#### Texto-fonte
O diploma civil de 2002 influenciado pelos ditamos da Magna Carta de 1988, trazendo diversas mudanças em matéria de direito de família. A família passa a ter como alicerce o amor e não mais os vínculos sanguíneos e de autoridade.
O presente estudo tem relevância por reafirmar a importância do reconhecimento do parentesco afetivo em prol do melhor interesse da criança e do adolescente e em conformidade com os novos arranjos familiares decorrentes da relação de amor, carinho e cuidado.
Neste contexto, apresentam-se duas questões inquietantes: Qual a multiplicidade de vínculos juridicamente admissíveis, aqueles fundados na socioafetividade, ou também seria admissível a simultaneidade entre os vínculos socioafetivo e biológicos? Quais seriam os efeitos jurídicos dessa relação?
Através dos questionamentos levantados, objetiva-se com o presente estudo demonstrar que o cerne do reconhecimento da pluriparentalidade gira em torno dos laços da afetividade. Deste modo, é perfeitamente possível o reconhecimento deste modelo de família através da simultaneidade de vínculos socioafetivos e biológicos. Exemplos disso são os contratos de filiação, filiações decorrentes de relações homoafetivas e etc.
Em linhas gerias os efeitos decorrentes do reconhecimento da relação de multiparentalidade refletem os mesmo deveres que os pais têm em relação aos seus filhos, tanto sob a ordem existencial quanto material, conforme será explanado com no decorrer deste trabalho.
########
» Enunciado
Responda com base no texto-fonte sobre multiparentalidade acima:
(a) Segundo o texto, o que passa a ser o alicerce da família?
(b) Que exemplos o texto cita de reconhecimento da simultaneidade de vínculos socioafetivos e biológicos?
(c) Em linhas gerais, a que correspondem os efeitos do reconhecimento da multiparentalidade?
#### Linhas de dados
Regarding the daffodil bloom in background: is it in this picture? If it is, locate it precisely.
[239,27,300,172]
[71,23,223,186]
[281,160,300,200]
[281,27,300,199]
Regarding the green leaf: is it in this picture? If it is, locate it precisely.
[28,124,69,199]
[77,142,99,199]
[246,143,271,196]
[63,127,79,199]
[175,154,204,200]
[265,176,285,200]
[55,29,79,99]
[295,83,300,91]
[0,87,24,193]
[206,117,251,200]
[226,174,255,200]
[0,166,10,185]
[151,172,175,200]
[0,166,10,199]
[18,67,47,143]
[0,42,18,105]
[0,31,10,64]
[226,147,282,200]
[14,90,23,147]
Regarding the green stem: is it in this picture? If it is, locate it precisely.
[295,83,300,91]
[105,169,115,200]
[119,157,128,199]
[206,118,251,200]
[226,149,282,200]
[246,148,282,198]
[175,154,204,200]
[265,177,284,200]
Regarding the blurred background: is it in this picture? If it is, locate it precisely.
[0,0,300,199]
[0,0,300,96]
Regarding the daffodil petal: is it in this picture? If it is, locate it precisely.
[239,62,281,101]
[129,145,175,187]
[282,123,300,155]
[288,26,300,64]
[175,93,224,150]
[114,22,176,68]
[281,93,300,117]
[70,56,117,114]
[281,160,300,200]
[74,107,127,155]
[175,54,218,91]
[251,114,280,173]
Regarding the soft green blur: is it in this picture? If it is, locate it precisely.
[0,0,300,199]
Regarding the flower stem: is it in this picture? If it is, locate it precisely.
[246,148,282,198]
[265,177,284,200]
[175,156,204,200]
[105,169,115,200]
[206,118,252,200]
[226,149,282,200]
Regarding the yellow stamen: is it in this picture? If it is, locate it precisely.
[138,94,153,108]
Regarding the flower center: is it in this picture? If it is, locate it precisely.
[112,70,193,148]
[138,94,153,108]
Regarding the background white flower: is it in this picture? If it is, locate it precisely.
########
» Resposta
(a) O amor, e não mais os vínculos sanguíneos e de autoridade.
(b) Os contratos de filiação e as filiações decorrentes de relações homoafetivas.
(c) Aos mesmos deveres que os pais têm em relação aos seus filhos, tanto de ordem existencial quanto material.